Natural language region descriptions
· · · · ·
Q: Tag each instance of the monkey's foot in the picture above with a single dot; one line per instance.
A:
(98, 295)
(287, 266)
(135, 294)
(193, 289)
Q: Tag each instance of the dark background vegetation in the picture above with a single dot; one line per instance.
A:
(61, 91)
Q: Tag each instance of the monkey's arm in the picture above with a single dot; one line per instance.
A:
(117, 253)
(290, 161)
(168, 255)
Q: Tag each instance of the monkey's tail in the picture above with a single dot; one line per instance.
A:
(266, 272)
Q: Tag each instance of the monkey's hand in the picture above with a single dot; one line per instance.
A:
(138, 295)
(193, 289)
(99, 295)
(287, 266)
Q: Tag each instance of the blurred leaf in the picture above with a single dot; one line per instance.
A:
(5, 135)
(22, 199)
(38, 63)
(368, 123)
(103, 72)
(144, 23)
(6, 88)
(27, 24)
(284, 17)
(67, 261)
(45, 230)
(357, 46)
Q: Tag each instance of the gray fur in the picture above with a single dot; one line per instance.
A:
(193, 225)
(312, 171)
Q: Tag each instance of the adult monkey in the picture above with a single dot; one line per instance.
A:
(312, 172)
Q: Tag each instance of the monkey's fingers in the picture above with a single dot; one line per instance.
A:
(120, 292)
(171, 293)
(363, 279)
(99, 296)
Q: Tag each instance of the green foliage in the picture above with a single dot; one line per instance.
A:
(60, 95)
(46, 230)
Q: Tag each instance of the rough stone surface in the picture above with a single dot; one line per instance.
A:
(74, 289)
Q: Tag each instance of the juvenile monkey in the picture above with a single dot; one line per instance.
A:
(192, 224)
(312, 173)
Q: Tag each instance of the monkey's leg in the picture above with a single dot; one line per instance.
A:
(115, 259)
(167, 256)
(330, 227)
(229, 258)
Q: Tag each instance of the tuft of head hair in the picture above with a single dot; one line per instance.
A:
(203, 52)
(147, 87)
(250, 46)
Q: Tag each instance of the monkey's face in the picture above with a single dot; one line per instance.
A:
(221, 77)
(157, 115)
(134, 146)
· · · · ·
WHAT YOU NEED TO DO
Print the records above exactly as they appear.

OUTPUT OF THE TASK
Q: Tag each instance of the monkey's foot in the picture above with a single dot; one line per instance.
A:
(98, 295)
(287, 266)
(135, 294)
(193, 289)
Q: Tag each instance of the dark background vegetation in the picture above with a single dot; one line per instance.
A:
(61, 91)
Q: Tag each instance of the monkey's arm in the picture above with a single dot; one line per instance.
A:
(117, 253)
(290, 161)
(168, 255)
Q: Tag each instance of the monkey's tail in the picture above with a single dot; one line per instance.
A:
(266, 272)
Q: Tag each instance of the monkey's hand in the picture above with a single dot; one line per instance.
A:
(138, 295)
(193, 289)
(99, 295)
(287, 266)
Q: Tag each instance of the blurred leaf in the picture above with a single dot; one line per instance.
A:
(5, 135)
(22, 199)
(38, 63)
(368, 123)
(103, 72)
(144, 23)
(6, 88)
(27, 24)
(284, 17)
(67, 261)
(45, 230)
(357, 46)
Q: Tag each instance of the gray fur in the picture above with a single dot; one line per instance.
A:
(193, 225)
(312, 171)
Q: Tag each instance of the adult monkey in the picture above with a single dot; one line per instance.
A:
(312, 172)
Q: Tag each instance of the monkey's fingers in the picture above with a single dot; one line per instance.
A:
(120, 292)
(171, 293)
(363, 279)
(99, 296)
Q: Tag each instance of the green foliage in the picture above with a single dot; one line per instance.
A:
(60, 95)
(46, 230)
Q: Tag each instance of the rough stone surface in the picture above with a single dot; one line per instance.
A:
(74, 289)
Q: Tag each instance of the juvenile monkey in the picture above with a single dot; one line per instance.
A:
(192, 224)
(312, 173)
Q: Tag each instance of the monkey's leg in the picture above with a single dot; one line per instance.
A:
(115, 259)
(167, 256)
(330, 227)
(229, 258)
Q: Tag each instance of the tuft of head hair in the picture above with a single dot; one line per instance.
A:
(203, 52)
(147, 87)
(250, 46)
Q: Tag each instance of the monkey's face in the picture above with a single dot; one line per instance.
A:
(221, 77)
(157, 115)
(134, 146)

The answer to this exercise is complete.